#### EXCERTO:
▬▬▬▬▬▬▬▬▬▬

FAZENDO
O TEMPO ANDAR PARA TRÁS
MARYPT, ex supranumerária, 9.1.2005
Traducción al español
1. Introdução
Depois de ler o texto impressionante de E.B.E. sobre "A
Obra como Revelação", decidi-me
a tentar escrever a história da 'minha vocação'
na Obra. Juntamente com a clareza das demonstrações
feitas por E.B.E., tenho presente as seguintes passagens da
Carta de D. Álvaro publicada na web:
¡Qué trágica mentira cuando la
infidelidad se pretende camuflar bajo apariencia de amor!
Judas traicionó al Señor por dinero, Demás
abandonó a San Pablo por los placeres de esta vida...:
en el fondo, siempre es el egoísmo, la soberbia,
es el yo desorbitado el que impide la fidelidad. Para nosotros,
la fidelidad a nuestra llamada significa fidelidad a la
vocación cristiana: al Amor de Dios. Se entienden
por eso las palabras fuertes de nuestro Padre: si alguno
de mis hijos se abandona y deja de guerrear, o vuelve la
espalda, que sepa que nos hace traición a todos:
a Jesucristo, a la Iglesia, a sus hermanos en la Obra, a
todas las almas. [Carta
de D. Alvaro, marzo 1992, páginas 68-69]
São palavras fortíssimas que muito me magoaram
ao lê-las no écran; não me recordo de
as ter lido no início do anos 90, mas certamente que
as ouvi em algum meio de formação. Provavelmente
numa altura em que estaria 'alheada' do conteúdo de
tais missivas que me pareciam sempre idênticas...
A forma mais expressiva de 'contar a minha história'
(para além do muito que já escrevi no meu testemunho
anterior - "Luzes e sombras...") será começando
do fim para o princípio, ou seja, desde a minha saída
da O. até ao meu pedido de admissão duas décadas
antes.
Queria esclarecer que a razão pela qual nem sempre
dou dados precisos acerca da minha vida é a de evitar
a identificação por parte de pessoas que me
são queridas (familiares e amigas) e que permanecem
na O. Não quero de forma alguma fazê-las sofrer
2. A saída
Dexei a O. num dia 19 de Março, depois de ter comunicado
que não renovaria a oblação. Foi uma
saída inteiramente pacífica e não traumatizante,
facto que muito agradeço às minhas ex-directoras.
Mas tal não se deveu à minha condição
de supranumerária, mas antes ao facto de o meu afastamento
da O. se ter dado progressivamente ao longo de mais ou menos
doze anos
No fim, quase ninguém ficou surpreendido
com a minha decisão.
Espantosamente, tendo transmitido a decisão de não
renovar à pessoa com quem fazia a conversa, esta começou
por me dizer que eu teria de falar com esta e aquela directora
(o que me incomodava muitíssimo) e acabou por me informar
que afinal já não seria preciso.

▬▬▬▬▬▬▬▬▬▬

#### DADOS REGISTADOS:
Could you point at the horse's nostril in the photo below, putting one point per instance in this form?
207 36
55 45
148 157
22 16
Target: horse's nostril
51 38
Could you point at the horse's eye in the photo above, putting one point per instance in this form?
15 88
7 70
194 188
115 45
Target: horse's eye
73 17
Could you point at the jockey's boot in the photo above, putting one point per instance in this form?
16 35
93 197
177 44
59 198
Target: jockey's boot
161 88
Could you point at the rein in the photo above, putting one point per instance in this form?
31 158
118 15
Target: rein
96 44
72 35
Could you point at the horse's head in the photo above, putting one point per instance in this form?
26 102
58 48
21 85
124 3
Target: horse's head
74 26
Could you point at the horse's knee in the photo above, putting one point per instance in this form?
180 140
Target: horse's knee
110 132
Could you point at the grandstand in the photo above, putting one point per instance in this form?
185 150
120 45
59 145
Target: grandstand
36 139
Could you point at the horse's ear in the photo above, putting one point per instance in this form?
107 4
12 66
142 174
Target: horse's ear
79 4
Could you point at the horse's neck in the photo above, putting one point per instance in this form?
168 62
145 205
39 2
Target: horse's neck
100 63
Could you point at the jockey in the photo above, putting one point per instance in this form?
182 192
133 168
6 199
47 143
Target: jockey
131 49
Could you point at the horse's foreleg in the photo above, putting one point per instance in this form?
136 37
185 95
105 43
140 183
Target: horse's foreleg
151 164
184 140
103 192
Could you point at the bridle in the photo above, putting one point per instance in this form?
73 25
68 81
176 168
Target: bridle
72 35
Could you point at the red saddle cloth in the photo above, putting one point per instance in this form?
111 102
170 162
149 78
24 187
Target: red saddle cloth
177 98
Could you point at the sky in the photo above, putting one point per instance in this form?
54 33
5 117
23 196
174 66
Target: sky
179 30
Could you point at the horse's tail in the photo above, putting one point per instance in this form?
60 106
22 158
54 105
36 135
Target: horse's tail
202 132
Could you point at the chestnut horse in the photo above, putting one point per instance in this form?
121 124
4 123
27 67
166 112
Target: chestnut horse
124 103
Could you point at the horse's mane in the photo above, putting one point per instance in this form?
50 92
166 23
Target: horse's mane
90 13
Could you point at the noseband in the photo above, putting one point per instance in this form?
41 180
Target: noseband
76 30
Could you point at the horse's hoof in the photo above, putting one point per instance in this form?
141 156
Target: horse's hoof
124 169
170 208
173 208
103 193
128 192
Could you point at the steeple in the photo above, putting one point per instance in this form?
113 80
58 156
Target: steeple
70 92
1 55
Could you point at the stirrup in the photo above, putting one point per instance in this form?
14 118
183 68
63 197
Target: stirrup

▬▬▬▬▬▬▬▬▬▬

#### OBJETIVOS:
(1) Traduza para inglês esta frase do testemunho: "No fim, quase ninguém ficou surpreendido com a minha decisão."
(2) Transcreva palavra por palavra o trecho do testemunho que vai de "Espantosamente, tendo transmitido" a "não seria preciso.".
Responda apenas com base no testemunho e nos registos.

#### RESPOSTAS:
(1) In the end, almost no one was surprised by my decision.

(2)
Espantosamente, tendo transmitido a decisão de não
renovar à pessoa com quem fazia a conversa, esta começou
por me dizer que eu teria de falar com esta e aquela directora
(o que me incomodava muitíssimo) e acabou por me informar
que afinal já não seria preciso.